Bien remises de
notre fameuse partie de pêche, Julie et
moi on est allé se balader tout l'après-midi
dans les rues de la ville, qu'elle connaît
encore très peu.
Ce qui est bien avec cette fille, c'est que la
conversation fonctionne à double sens.
C'est vrai, la plupart des gens parlent mais n'écoutent
pas ce qu'on leur répond, ou alors n'entendent
que ce qui les arrange. Julie prend toujours la
peine de faire attention aux paroles des autres,
et quand quelque chose lui échappe elle
demande des détails. Ainsi avec elle je
suis souvent obligée de préciser
mes pensées, et tant qu'elle n'est pas
sûre d'avoir parfaitement compris ce que
je voulais lui dire, elle continue de me questionner.
De son côté elle parle peu, mais
ce qu'elle dit est toujours intéressant
et plein de bon sens. Je n'aurais pas cru pouvoir
m'entendre aussi bien avec une fille âgée
de deux ans de moins que moi. Je suis vraiment
très heureuse de l'avoir rencontrée.

----

Exercice proposé 1 -> Repère chaque ligne des enregistrements où figure le mot « distant », puis recopie ces lignes.
Le texte sur Julie et les enregistrements n'ont aucun lien entre eux.

Données fournies ->
----

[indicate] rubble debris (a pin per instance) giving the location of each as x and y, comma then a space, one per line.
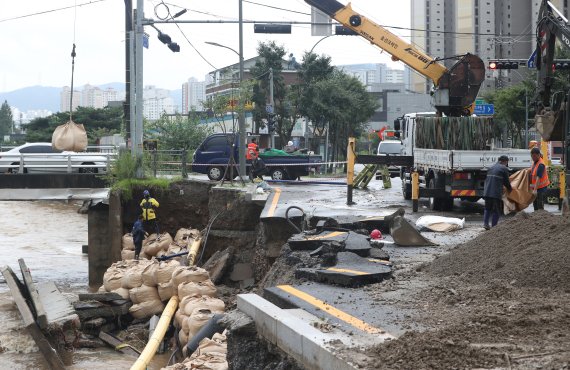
527, 250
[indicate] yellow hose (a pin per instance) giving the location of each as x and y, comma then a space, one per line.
193, 252
150, 350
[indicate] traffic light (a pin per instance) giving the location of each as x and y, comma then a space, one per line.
271, 123
561, 65
271, 28
341, 30
503, 64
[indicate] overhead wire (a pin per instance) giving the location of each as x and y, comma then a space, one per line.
50, 11
184, 35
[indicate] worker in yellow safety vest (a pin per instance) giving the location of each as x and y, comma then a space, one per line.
149, 205
252, 150
538, 178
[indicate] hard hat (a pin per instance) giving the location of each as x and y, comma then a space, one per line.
375, 234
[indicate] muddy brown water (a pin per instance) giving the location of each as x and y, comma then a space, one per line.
49, 236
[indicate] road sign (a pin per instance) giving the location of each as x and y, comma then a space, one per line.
484, 110
145, 40
531, 62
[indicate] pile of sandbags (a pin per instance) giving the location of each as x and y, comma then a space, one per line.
210, 355
70, 136
148, 284
158, 246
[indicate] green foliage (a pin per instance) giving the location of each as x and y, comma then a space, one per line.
341, 101
6, 120
176, 133
510, 110
97, 123
126, 186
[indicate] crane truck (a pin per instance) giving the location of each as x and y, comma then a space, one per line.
445, 172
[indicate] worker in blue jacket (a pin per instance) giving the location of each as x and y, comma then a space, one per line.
497, 177
138, 234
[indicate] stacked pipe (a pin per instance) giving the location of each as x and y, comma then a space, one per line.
454, 133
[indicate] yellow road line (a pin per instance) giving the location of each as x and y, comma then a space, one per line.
274, 202
335, 312
330, 235
354, 272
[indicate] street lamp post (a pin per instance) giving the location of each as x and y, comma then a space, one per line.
241, 113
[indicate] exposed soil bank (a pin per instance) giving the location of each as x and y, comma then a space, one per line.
501, 300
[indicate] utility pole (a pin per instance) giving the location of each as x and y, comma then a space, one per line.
272, 103
128, 36
136, 137
241, 115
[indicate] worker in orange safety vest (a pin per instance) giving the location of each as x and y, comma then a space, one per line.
252, 150
538, 178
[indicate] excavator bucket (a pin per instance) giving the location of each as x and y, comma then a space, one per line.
406, 235
459, 86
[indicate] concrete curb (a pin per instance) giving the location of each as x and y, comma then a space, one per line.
297, 338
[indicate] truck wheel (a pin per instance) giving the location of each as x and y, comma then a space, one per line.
279, 174
435, 204
406, 190
215, 173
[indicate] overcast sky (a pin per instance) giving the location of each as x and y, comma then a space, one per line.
37, 48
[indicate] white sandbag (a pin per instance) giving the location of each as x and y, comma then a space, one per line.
200, 288
166, 291
183, 338
112, 280
175, 248
184, 274
146, 309
127, 242
165, 270
152, 245
149, 274
127, 254
124, 293
179, 318
197, 320
441, 224
133, 277
214, 345
70, 136
207, 361
186, 236
143, 293
189, 303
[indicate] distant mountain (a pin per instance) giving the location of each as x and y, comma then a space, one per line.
32, 98
45, 97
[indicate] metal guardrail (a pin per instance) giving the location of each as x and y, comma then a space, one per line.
54, 161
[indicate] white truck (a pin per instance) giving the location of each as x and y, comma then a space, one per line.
448, 174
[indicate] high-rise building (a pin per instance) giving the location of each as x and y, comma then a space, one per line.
193, 95
488, 28
157, 102
65, 99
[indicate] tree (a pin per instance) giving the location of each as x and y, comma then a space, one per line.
271, 57
179, 132
342, 102
6, 120
510, 110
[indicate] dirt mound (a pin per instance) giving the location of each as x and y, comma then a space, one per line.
526, 250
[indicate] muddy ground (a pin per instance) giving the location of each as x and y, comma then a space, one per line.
499, 301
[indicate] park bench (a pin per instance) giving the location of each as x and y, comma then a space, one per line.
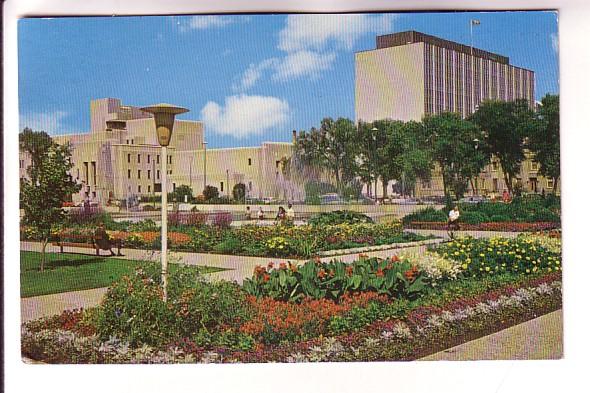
82, 241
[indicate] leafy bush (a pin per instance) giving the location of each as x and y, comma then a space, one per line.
429, 214
339, 217
473, 218
133, 308
210, 192
498, 255
331, 280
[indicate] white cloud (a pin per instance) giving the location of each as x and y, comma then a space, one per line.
303, 63
555, 42
245, 115
316, 32
253, 73
202, 22
310, 43
50, 122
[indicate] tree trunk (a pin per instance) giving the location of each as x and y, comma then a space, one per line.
43, 254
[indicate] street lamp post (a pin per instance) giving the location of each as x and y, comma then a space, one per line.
204, 166
164, 118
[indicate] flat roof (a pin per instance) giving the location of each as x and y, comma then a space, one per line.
412, 37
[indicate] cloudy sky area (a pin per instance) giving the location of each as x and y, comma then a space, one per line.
249, 78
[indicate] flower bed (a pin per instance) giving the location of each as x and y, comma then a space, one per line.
412, 331
272, 241
488, 226
393, 309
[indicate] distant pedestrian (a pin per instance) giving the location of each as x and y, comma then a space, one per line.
290, 213
281, 215
453, 221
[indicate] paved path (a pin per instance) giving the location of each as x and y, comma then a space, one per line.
42, 306
539, 338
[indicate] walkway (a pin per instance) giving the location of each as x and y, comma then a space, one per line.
35, 307
539, 338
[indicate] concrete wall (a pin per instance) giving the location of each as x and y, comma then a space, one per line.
389, 83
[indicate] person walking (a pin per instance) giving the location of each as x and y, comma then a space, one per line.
290, 213
453, 221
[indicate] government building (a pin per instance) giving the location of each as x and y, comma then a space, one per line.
120, 158
411, 75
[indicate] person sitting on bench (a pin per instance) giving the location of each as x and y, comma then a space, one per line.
103, 242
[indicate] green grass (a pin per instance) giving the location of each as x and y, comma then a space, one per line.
74, 272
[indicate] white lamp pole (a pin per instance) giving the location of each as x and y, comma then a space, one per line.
164, 118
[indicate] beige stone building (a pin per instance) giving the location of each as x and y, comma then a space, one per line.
411, 74
120, 158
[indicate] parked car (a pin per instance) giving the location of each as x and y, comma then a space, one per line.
474, 199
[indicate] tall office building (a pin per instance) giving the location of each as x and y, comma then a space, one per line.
411, 74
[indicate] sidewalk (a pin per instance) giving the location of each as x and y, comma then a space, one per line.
35, 307
537, 339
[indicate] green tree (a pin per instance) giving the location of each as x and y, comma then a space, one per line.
330, 148
544, 140
505, 126
180, 192
453, 143
239, 192
210, 192
36, 143
48, 186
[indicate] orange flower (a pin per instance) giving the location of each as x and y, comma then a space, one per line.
349, 271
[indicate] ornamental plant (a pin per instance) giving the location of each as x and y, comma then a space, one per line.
497, 255
331, 280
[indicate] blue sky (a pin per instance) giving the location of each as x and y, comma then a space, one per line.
250, 78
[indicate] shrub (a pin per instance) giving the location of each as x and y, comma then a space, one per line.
210, 192
187, 218
498, 255
339, 217
473, 218
331, 280
133, 309
429, 214
221, 219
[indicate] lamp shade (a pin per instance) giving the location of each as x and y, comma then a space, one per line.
164, 117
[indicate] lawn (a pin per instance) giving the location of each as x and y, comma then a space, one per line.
74, 272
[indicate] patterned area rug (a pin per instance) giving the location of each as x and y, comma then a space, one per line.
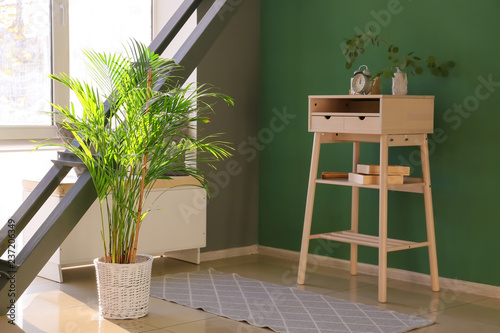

----

Exercice proposé 2 -> Recopie le passage du texte sur Julie qui va de « Bien remises de » jusqu'à « à double sens. » inclus.

Résultat obtenu 1 ->
[indicate] distant mountain (a pin per instance) giving the location of each as x and y, comma then a space, one per line.
[indicate] distant pedestrian (a pin per instance) giving the location of each as x and y, comma then a space, one per line.

Résultat obtenu 2 ->
Bien remises de
notre fameuse partie de pêche, Julie et
moi on est allé se balader tout l'après-midi
dans les rues de la ville, qu'elle connaît
encore très peu.
Ce qui est bien avec cette fille, c'est que la
conversation fonctionne à double sens.